### The request
Rewrite every line in the part of the data that opens with the line containing "One point per instance, written like point(340, 344)" and runs through the end of the data, shifting each coordinate in the answers by -7.
== Data to process ==
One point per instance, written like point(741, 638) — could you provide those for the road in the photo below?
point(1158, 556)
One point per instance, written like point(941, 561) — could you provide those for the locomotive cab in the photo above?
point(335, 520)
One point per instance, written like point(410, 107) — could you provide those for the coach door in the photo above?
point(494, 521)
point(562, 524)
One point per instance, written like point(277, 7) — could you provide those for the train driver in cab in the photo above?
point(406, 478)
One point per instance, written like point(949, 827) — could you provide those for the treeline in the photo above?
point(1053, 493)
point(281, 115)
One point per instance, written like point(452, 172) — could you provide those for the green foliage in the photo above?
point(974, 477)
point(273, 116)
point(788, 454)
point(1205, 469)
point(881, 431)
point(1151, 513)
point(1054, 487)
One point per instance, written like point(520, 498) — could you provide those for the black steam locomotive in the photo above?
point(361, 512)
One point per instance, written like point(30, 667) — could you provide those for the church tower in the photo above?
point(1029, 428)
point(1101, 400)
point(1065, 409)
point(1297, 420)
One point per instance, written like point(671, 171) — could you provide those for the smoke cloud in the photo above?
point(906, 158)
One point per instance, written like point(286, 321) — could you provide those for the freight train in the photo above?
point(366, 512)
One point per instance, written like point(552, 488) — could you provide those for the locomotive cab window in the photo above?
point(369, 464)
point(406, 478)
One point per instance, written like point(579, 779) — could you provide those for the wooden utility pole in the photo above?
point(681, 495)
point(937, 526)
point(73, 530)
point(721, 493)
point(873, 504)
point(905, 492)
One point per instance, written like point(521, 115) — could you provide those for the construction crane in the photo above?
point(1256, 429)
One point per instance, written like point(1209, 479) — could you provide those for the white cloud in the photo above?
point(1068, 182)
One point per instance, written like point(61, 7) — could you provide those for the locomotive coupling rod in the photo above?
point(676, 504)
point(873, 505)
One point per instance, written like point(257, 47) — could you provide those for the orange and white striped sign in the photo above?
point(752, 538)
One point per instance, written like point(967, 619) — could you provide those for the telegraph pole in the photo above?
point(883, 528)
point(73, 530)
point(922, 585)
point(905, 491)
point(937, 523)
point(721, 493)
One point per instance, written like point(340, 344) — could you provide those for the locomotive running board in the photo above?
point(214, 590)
===
### The response
One point per instance, written like point(340, 344) — could you provide those for the locomotive running board in the photo above?
point(207, 583)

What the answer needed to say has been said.